Stored items

+ + + +

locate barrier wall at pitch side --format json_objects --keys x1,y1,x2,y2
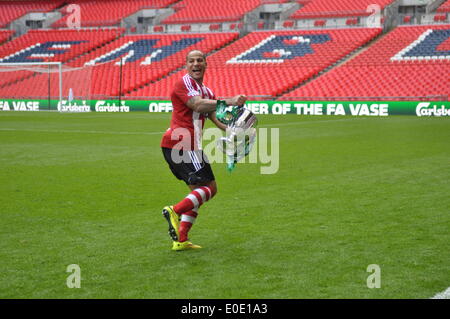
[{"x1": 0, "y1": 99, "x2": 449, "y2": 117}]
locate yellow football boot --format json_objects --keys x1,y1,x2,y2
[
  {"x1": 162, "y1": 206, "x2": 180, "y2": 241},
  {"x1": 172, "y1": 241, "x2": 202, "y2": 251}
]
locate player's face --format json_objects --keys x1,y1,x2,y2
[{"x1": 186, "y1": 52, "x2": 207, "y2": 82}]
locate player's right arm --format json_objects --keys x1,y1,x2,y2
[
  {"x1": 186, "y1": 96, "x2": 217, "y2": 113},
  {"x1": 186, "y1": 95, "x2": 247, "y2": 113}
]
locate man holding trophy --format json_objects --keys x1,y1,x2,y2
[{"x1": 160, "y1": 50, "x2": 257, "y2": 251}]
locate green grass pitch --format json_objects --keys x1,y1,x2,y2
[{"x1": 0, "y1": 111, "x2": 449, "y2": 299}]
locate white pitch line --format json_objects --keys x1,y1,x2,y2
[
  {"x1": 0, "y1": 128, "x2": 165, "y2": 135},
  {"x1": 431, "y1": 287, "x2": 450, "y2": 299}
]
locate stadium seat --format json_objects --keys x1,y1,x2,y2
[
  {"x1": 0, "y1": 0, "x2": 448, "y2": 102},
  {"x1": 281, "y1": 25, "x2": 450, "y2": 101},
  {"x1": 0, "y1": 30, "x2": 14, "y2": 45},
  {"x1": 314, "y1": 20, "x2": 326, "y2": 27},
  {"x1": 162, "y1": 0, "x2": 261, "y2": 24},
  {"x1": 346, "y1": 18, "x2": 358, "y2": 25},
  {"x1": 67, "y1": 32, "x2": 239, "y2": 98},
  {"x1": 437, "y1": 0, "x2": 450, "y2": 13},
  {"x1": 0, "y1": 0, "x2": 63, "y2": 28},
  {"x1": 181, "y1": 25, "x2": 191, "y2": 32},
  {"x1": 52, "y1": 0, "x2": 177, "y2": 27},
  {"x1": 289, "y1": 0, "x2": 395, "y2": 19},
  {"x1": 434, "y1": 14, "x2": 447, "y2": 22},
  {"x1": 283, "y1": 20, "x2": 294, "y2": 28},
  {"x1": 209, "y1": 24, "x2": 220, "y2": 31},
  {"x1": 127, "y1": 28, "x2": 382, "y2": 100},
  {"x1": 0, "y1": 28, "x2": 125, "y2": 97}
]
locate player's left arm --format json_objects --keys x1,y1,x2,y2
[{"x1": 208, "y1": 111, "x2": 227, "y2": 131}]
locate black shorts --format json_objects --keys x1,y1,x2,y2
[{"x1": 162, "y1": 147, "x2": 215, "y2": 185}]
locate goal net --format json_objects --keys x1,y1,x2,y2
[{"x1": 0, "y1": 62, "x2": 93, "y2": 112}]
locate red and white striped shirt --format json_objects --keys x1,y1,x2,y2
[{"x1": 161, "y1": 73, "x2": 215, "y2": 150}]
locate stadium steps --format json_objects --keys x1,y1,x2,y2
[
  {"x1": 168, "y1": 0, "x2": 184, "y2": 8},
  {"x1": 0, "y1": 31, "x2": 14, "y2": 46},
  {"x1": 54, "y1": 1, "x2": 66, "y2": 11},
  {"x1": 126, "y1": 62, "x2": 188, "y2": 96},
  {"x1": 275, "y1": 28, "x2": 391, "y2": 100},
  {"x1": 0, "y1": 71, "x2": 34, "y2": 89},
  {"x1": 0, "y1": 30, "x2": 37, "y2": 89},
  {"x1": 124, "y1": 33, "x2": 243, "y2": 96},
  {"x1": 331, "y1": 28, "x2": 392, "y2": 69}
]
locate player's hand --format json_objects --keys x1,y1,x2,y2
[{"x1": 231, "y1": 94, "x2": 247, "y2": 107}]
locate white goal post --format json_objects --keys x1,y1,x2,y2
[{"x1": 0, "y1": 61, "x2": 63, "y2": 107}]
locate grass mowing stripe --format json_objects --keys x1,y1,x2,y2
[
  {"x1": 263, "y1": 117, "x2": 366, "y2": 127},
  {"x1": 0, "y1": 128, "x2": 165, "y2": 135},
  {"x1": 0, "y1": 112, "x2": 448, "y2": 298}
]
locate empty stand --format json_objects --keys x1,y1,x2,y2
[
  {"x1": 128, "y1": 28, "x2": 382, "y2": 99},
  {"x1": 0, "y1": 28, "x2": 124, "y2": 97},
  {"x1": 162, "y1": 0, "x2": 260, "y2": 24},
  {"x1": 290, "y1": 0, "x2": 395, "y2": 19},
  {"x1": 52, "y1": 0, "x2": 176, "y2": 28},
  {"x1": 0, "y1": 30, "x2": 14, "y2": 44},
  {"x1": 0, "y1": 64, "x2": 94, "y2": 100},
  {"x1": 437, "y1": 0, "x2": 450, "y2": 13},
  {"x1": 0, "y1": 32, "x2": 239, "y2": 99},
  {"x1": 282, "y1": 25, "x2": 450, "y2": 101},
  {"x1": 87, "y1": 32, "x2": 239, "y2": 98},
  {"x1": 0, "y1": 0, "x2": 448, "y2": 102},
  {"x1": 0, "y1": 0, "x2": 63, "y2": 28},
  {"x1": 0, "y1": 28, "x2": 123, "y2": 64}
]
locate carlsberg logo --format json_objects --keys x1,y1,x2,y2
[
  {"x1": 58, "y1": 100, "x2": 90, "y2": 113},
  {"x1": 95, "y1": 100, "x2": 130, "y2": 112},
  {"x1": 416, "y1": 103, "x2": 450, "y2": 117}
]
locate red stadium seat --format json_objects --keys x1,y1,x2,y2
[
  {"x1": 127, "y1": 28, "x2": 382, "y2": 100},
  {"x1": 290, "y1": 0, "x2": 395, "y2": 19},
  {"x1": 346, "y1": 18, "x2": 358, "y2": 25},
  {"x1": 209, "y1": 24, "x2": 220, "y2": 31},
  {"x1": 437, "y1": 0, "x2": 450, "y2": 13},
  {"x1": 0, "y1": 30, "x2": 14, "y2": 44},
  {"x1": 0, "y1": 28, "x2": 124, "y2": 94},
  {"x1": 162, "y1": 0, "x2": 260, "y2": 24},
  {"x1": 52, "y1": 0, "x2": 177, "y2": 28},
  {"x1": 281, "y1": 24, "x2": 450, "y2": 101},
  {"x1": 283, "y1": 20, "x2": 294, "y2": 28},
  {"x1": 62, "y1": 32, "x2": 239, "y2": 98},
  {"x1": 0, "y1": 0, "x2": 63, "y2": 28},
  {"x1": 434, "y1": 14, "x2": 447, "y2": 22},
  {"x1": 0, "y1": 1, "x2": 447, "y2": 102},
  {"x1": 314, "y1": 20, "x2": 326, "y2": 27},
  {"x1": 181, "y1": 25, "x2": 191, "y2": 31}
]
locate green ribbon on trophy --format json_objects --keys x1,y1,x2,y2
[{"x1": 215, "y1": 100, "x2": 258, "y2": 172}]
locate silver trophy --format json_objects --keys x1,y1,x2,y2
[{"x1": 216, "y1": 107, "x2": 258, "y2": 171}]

+ + + +

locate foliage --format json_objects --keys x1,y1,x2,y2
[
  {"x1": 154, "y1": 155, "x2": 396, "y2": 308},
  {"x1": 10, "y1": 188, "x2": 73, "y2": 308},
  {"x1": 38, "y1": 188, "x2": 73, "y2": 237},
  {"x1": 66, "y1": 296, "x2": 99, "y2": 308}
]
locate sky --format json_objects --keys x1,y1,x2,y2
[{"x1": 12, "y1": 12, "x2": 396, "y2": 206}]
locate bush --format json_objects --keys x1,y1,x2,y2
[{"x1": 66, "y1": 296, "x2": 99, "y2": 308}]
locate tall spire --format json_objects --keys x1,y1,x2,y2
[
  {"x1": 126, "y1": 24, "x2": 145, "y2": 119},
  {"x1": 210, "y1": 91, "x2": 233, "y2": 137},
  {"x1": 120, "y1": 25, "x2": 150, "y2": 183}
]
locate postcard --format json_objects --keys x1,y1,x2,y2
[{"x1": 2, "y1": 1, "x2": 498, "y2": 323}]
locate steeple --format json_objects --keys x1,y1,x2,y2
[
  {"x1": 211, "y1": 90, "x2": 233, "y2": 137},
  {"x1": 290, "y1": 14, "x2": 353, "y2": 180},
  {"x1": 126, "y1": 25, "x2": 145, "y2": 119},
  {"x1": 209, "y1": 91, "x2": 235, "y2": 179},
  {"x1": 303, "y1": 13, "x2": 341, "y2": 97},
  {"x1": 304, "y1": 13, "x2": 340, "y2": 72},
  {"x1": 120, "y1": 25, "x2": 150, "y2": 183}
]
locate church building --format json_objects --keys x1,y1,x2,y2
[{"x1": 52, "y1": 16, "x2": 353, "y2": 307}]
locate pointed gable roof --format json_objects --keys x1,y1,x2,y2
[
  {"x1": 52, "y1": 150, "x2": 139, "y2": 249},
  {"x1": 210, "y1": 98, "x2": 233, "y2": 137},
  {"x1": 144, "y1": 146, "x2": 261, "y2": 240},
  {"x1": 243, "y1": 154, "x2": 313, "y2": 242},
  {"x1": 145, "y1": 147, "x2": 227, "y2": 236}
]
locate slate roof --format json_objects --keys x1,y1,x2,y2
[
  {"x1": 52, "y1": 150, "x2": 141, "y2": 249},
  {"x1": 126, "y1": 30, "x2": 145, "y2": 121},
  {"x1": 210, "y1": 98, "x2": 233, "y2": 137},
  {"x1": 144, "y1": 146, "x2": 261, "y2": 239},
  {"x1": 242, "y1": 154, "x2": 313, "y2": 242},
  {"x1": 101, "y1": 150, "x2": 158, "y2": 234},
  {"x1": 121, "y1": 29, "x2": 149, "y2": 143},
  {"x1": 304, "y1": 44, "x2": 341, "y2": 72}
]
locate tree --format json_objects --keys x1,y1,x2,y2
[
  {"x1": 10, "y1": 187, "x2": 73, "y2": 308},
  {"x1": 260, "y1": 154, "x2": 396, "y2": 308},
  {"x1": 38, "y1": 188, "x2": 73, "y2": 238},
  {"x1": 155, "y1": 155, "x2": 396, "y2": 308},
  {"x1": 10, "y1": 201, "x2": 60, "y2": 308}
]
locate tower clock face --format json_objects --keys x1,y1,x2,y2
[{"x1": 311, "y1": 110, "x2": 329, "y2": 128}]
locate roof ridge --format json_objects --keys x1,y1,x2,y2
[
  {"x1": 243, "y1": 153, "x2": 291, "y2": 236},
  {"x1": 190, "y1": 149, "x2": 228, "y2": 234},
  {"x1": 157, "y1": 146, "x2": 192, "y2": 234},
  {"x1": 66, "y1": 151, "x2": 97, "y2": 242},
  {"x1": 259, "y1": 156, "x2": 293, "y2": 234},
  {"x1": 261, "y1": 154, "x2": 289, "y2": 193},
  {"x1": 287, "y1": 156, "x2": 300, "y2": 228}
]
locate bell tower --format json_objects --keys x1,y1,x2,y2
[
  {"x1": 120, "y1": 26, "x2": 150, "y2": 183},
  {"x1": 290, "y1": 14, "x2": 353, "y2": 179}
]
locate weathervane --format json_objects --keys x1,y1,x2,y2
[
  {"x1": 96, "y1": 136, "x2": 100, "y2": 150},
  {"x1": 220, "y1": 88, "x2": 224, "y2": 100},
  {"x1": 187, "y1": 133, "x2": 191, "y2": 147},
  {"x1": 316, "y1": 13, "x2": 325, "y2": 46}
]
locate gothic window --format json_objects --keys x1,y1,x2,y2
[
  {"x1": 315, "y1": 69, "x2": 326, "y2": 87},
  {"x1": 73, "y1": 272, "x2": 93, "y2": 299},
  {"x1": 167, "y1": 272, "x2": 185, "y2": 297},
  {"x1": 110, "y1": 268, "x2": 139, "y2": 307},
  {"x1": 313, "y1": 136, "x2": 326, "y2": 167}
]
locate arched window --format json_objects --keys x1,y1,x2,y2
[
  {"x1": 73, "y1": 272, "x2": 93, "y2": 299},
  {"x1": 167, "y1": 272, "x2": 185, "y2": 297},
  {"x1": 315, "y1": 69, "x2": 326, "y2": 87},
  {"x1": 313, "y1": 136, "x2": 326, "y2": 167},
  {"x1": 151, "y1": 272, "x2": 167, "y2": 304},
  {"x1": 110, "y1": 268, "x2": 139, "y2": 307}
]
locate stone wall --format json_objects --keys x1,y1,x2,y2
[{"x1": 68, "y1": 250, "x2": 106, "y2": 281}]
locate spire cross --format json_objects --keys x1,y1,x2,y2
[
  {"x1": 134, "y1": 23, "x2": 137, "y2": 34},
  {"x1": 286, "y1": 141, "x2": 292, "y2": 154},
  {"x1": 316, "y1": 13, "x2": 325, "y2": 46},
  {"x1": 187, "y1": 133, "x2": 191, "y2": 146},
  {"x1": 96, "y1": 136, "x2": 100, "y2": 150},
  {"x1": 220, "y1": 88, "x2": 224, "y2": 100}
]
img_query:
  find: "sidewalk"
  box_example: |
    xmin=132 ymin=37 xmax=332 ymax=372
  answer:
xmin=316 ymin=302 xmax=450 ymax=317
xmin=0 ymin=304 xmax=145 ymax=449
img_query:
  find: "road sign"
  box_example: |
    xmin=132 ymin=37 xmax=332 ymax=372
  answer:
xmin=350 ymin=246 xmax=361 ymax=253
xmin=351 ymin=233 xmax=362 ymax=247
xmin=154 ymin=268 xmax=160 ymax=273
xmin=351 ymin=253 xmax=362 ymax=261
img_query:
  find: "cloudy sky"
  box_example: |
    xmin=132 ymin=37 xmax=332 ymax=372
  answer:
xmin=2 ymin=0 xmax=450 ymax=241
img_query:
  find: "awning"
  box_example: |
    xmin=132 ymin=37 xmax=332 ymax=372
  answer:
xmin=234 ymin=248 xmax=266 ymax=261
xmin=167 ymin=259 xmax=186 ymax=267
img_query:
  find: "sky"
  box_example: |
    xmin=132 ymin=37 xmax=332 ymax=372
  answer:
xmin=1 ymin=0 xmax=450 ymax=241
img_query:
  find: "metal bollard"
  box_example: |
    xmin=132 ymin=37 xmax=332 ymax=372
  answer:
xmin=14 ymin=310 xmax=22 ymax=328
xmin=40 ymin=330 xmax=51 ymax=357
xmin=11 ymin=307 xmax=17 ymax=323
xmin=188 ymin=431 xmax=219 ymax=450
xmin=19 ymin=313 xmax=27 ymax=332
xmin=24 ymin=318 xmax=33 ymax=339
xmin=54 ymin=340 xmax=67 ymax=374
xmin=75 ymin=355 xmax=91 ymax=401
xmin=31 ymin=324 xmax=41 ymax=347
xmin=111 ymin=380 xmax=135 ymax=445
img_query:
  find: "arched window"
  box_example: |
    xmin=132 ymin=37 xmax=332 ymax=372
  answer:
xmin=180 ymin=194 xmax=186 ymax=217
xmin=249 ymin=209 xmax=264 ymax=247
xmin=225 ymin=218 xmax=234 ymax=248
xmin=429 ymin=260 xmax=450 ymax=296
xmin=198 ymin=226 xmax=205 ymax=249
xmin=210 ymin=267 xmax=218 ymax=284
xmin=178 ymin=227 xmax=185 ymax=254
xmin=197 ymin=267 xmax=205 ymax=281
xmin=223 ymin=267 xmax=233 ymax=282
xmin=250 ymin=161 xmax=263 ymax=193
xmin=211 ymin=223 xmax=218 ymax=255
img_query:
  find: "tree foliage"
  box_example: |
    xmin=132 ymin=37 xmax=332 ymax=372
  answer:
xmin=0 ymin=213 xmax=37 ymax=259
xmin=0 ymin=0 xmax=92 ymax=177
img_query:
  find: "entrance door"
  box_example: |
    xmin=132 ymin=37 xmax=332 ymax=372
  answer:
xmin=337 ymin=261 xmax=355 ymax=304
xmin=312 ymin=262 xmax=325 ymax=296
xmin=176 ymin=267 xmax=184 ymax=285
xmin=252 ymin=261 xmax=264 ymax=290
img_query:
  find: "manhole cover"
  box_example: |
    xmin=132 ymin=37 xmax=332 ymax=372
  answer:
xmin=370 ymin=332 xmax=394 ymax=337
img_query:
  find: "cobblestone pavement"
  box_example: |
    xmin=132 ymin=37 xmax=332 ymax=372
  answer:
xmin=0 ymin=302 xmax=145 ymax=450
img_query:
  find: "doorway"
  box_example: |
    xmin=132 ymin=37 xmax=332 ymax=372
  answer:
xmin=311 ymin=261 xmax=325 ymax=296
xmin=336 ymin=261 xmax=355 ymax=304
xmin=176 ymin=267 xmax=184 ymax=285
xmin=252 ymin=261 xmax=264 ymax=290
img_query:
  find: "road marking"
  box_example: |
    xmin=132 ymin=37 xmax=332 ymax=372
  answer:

+ + + +

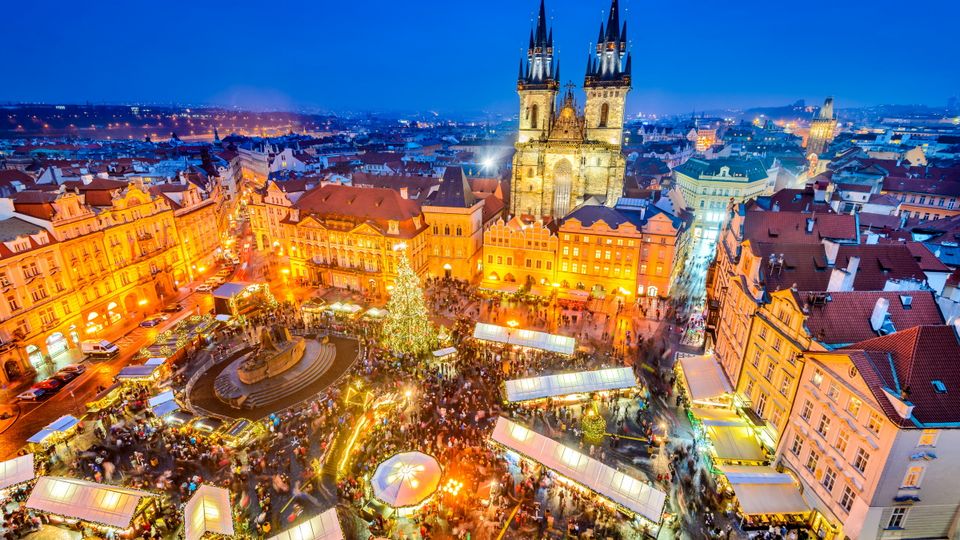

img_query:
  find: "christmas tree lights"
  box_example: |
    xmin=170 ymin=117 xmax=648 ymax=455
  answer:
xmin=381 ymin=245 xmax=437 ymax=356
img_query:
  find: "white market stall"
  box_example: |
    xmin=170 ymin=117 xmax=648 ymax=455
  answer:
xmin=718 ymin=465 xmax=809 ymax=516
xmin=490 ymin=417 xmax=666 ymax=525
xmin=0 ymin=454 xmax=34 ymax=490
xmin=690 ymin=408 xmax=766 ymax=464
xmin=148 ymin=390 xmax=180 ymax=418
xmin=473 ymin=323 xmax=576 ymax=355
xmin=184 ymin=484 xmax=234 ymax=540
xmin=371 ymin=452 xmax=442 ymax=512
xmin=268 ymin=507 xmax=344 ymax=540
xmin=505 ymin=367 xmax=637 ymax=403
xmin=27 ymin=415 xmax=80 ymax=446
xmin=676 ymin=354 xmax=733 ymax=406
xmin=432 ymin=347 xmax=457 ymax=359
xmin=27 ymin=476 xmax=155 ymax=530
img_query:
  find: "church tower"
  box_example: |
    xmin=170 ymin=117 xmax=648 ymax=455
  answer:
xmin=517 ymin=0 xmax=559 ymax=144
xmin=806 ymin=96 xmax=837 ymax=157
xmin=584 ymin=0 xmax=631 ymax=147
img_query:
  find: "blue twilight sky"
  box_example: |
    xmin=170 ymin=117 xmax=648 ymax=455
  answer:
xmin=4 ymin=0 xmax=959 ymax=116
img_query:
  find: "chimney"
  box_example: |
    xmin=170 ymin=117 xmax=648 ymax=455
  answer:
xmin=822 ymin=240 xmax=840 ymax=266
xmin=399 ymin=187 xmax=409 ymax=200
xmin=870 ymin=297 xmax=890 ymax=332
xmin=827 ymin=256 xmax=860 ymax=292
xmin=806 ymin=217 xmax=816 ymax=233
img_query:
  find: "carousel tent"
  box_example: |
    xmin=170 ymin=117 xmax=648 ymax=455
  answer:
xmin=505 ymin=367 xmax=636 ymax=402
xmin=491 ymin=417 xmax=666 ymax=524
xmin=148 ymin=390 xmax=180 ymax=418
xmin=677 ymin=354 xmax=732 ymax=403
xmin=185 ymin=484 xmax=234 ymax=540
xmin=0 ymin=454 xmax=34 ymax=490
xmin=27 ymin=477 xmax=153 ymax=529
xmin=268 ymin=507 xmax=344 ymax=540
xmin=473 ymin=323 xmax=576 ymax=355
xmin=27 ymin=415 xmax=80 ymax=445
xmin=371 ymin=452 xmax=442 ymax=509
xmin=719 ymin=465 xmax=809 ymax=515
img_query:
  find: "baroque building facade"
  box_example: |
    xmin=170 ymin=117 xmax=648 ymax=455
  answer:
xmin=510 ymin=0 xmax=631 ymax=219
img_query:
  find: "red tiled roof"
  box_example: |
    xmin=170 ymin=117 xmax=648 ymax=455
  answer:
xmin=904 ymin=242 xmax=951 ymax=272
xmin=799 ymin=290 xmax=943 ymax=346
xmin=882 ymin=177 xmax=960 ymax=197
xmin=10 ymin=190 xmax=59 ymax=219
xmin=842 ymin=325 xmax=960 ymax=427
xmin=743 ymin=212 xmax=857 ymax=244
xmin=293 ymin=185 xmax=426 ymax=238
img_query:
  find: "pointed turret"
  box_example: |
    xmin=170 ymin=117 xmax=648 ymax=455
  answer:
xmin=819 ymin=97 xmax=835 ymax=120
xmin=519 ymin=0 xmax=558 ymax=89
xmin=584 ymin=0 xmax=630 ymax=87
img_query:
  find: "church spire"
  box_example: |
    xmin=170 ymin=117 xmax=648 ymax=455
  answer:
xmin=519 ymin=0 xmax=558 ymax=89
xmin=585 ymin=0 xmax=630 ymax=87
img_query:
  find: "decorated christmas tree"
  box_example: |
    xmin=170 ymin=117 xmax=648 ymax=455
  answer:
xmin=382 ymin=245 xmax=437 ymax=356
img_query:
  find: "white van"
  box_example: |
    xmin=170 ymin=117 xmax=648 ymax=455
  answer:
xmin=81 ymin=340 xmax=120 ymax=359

+ + + +

▶ [WORK TO COMPLETE]
Only one number is wanted: how many lines in the records above contain the string "christmas".

▶ [FINISHED EXERCISE]
2